— Work order A —
Summarize the blog post about arriving in Sweden in two sentences.
— Work order B —
Rewrite the paragraph of the blog post that begins "To continue my first adventures" as a short bulleted list that keeps its main facts.
— Work order C —
Continue the blog post about arriving in Sweden, starting after its last sentence.

— Study text —

*** Block opens ***

Well, seems I caught some sort of Viking Virus in Iceland. I am just now feeling like a human again. I tried to write before and it looked like a drunk toddler got ahold of my computer so I thought it best to take a short break from the blog to become a coherent human being again.
To continue my first adventures in the great Nordic world (see last post,) we get to my arrival in Sweden. Being young I had made the decision to dress cute instead of comfortable for the flight. One beautiful part of getting older is knowing that no man is worth eight hours on a plane with only a sundress and strappy sandals to depend on for comfort. Now if a man expects me off a plane in anything else but stretched out yoga pants and well worn Adidas, he should probably just stay at home. Instead of being cute I looked like the before pictures in the Calgon commercials. I exited the plane in a wrinkled dress with various stains sprinkled across it and to cap off my “too cute for Sweden look,” my strappy sandaled feet now looked like someone had wrapped dental floss around a freshly risen pound of dough. I tried to save what I could in the tuna can size bathroom but I knew in my heart of hearts it was a lost cause.
All I wanted was a cocktail and decent food. The boyfriend became third on my list of requirements. Our reunion made and my money exchanged we head to a local cafe. My first stop in Sweden was a local restaurant, which unbeknownst to me was the first in many steps to the slow destruction of my relationship and proof that my lucky star had long been fading and listing to the left. I saddled up to the bar, cocktail in hand, I finally started to feel like a human again. As the drinks and conversation flowed I became friends my fellow patrons and the owner.

*** Block closes ***

— Collected data entries —

*** Block opens ***

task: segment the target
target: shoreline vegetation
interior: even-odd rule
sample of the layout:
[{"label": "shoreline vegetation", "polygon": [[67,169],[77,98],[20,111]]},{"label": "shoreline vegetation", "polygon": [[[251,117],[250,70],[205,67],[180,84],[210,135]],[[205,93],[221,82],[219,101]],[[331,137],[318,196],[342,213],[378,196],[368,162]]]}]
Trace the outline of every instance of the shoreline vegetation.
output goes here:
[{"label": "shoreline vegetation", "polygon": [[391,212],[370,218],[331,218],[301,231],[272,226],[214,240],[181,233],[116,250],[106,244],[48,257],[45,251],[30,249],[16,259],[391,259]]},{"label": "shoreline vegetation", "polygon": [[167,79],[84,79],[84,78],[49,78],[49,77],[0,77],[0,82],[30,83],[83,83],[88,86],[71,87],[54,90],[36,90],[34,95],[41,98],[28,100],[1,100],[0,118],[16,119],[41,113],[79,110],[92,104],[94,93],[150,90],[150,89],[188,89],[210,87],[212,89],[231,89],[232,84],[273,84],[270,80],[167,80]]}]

*** Block closes ***

— Answer box A —
After recovering from a virus caught in Iceland, the writer returns to the blog and describes arriving in Sweden after an eight-hour flight in a sundress and strappy sandals, stepping off the plane wrinkled, stained and with puffy feet. Wanting a cocktail and decent food, the writer reunited with the boyfriend, exchanged money and went to a local restaurant, which turned out to be the first step in the slow destruction of the relationship, and became friends with the other patrons and the owner.

— Answer box B —
- The writer arrives in Sweden, continuing the story of first adventures in the Nordic world.
- Being young, the writer chose a cute outfit over a comfortable one: a sundress and strappy sandals for an eight-hour flight.
- With age, the writer now travels in stretched-out yoga pants and well-worn Adidas and thinks no man is worth that discomfort.
- The writer got off the plane in a wrinkled, stained dress, with feet that looked like dental floss wrapped around risen dough.
- An attempt to fix things in the tiny airplane bathroom was a lost cause.

— Answer box C —
It was like I hadn’t left home. And just like home I should have learned to be aware of my surroundings. Properly fed and sedated I reached down for my purse but all I found was a sad empty hook where my purse once called home. Yup! You guessed it - second dummy purse stolen in two days. I, of course, initially panicked and started rooting around the floor on hands and knees. Seems an American crawling on the floor mumbling, “"Oh no, Oh No” to herself will garner some attention. As what seems to be the entire restaurant including the owner circle around me it becomes very apparent that this is no mistake and I have officially been robbed, again.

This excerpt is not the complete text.